(Object position labeling entries)
______________________________

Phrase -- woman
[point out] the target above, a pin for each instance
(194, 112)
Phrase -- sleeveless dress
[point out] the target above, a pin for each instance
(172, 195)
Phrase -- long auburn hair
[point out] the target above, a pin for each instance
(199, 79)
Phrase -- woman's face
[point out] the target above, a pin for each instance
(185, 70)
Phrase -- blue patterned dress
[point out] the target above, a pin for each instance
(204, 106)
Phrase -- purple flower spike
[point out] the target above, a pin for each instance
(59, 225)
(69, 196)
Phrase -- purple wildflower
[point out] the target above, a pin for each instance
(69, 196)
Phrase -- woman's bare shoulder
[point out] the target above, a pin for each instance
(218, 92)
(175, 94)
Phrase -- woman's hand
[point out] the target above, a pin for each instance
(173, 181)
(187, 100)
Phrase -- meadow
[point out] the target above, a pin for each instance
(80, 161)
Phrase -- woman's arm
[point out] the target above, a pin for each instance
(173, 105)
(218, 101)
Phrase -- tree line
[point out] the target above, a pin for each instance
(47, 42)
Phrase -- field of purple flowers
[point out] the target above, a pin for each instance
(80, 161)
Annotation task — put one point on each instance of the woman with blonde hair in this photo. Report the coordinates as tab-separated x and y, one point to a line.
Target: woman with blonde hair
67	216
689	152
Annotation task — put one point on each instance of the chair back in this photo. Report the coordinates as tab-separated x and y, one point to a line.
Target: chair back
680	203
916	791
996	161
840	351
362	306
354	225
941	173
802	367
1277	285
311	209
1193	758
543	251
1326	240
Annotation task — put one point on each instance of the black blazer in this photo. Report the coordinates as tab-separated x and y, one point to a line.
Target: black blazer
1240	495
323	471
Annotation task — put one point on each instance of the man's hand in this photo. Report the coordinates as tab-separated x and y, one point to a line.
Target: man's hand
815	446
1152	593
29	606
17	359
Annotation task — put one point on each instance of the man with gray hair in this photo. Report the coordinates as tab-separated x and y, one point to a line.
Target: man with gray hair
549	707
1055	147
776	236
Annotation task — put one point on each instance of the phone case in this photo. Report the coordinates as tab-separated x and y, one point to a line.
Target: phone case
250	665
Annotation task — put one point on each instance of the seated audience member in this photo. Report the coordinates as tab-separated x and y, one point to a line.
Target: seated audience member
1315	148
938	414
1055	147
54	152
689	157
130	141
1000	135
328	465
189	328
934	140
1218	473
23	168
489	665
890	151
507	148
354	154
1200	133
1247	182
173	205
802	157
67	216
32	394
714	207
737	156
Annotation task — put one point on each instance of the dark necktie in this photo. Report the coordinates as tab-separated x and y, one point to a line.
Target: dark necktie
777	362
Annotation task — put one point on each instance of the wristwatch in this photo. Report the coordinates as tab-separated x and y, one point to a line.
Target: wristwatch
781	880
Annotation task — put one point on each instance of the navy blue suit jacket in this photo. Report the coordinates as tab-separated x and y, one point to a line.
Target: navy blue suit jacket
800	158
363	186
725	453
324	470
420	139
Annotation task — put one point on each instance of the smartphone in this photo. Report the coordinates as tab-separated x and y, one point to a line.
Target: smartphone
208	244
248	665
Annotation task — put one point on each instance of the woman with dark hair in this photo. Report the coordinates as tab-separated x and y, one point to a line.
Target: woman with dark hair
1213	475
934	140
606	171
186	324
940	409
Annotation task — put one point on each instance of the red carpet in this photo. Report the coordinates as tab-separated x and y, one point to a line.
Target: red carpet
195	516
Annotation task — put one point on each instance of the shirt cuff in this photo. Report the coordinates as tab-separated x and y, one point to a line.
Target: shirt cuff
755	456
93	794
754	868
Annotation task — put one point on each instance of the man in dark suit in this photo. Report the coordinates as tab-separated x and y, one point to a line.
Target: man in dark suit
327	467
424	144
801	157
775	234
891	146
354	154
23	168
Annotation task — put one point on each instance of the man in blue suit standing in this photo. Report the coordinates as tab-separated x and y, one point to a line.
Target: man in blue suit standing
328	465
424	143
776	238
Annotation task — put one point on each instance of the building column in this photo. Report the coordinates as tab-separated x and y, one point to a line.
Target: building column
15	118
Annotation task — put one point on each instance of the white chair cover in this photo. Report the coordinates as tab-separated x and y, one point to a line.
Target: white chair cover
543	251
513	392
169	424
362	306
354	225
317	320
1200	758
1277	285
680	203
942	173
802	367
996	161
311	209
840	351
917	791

______________________________

◆ Given request:
Exactly as shown, repeat every record.

◆ Response for this exercise:
Phrase -- woman
[point out] the target above, a pin for each instance
(194, 112)
Phrase -- sleeveless dress
[point out] the target above, a pin for each instance
(172, 195)
Phrase -- long auburn hair
[point out] the target above, a pin for each instance
(199, 79)
Phrase -- woman's face
[point out] the target above, a pin for each instance
(185, 70)
Phrase -- blue patterned dress
[point out] the target above, a pin for each instance
(204, 106)
Phrase -- purple flower spike
[point out] the target above, a pin for each instance
(59, 225)
(69, 196)
Phrase -- purple wildflower
[point out] the target above, a pin for each instance
(69, 196)
Phrase -- woman's bare shoulder
[point out] the target above, a pin for each instance
(218, 92)
(175, 94)
Phrase -- woman's hand
[point out] the target above, a pin for each instance
(173, 181)
(187, 100)
Phrase -- meadow
[point out] the target above, a pin for each instance
(80, 161)
Phrase -- woman's arm
[point out] the target above, a pin for each instance
(173, 105)
(218, 101)
Phrase -- tree line
[point out] the target above, a pin for each instance
(47, 42)
Phrase -- field of purple flowers
[point out] the target above, a pin for each instance
(80, 161)
Annotation task — put one point on each instance of the woman with blonde hair in this photo. Report the coordinates as tab-separated x and y, one point to a line.
Target: woman with blonde hair
67	216
689	152
Annotation task — put one point on each instance of the chair back in this photo. Report the coordinates as tab-separated x and y, one point to a line.
Target: chair back
680	203
916	791
996	161
840	351
362	306
354	225
941	173
802	367
1277	285
311	209
1193	758
543	251
1326	240
Annotation task — put one point on each instance of the black blazer in this photo. Report the coordinates as tab-separated x and y, one point to a line.
Target: black blazer
1240	495
323	471
Annotation task — put one point on each instance of the man's hand in this photo. Report the coordinates as tab-separated x and y, one point to a line.
Target: man's hand
815	446
1152	593
29	606
17	359
Annotation task — put one point on each instance of the man with gray hair in this photo. Report the coordinates as tab-separated x and y, one point to a line.
Target: man with gray hair
549	707
1055	147
776	236
Annotation task — put one point on each instance of the phone case in this photo. Report the coordinates as tab-separated x and y, one point to a line.
Target: phone case
250	665
Annotation task — put one point on each instance of the seated audience member in this photo. Report the coordinates as tab-separated x and y, one point to a line.
Target: seated audience member
1315	148
938	414
1055	147
54	152
689	157
130	141
1000	135
328	465
189	328
934	140
1218	473
23	168
489	665
890	151
507	148
354	154
1200	133
1247	182
173	205
802	157
67	216
32	394
714	207
737	156
Annotation task — put one point on each instance of the dark necktie in this photo. Report the coordinates as tab-separated x and y, one point to a line.
Target: dark necktie
777	362
Annotation task — put one point on each instance of the wristwatch in this photo. Report the coordinates as tab-separated x and y, one point to a line.
Target: wristwatch
781	880
Annotation task — put one point on each instance of the navy blue suit jacket in this photo. Report the coordinates as tab-separated x and y, one point to a line.
Target: navy blue suit jacket
800	158
363	186
725	453
324	470
420	139
Annotation task — put one point on each instance of the smartphone in this photo. Report the coordinates as tab-separated x and y, one point to a line.
Target: smartphone
208	244
248	665
Annotation task — put one point on each instance of the woman with dark hair in this photo. Report the coordinates as tab-separated x and y, one point to a line.
Target: woman with dark hair
1213	475
934	140
606	171
186	324
940	409
Annotation task — put one point on each instance of the red carpet in this photo. Report the coordinates as tab-separated x and y, one point to a line.
Target: red carpet
195	516
Annotation task — put one point on each instance of the shirt cuff in this photo. Report the coordinates as tab-separated x and y, one point to a line.
Target: shirt cuff
755	456
93	794
754	868
Annotation task — put one point on each instance of the man in dark suit in this photo. Report the coordinates as tab-separated x and y, one point to a line.
Target: man in dark suit
327	467
424	144
801	157
775	234
891	146
354	154
23	168
Annotation task — put one point on each instance of the man in blue suit standing in this photo. Report the coordinates as tab-separated x and y, one point to a line.
Target: man in blue suit standing
328	465
424	143
776	238
Annotation task — put one point on each instance of the building column in this photo. Report the coordinates as tab-separated x and y, one point to a line.
Target: building column
15	118
Annotation task — put one point on each instance of the white chair cover in this photo. Report the coordinates as tab-separated x and y, one point to a line.
Target: white chair cover
543	251
513	392
169	424
362	306
354	225
317	320
1200	758
1277	285
680	203
942	173
802	367
996	161
311	209
840	351
917	791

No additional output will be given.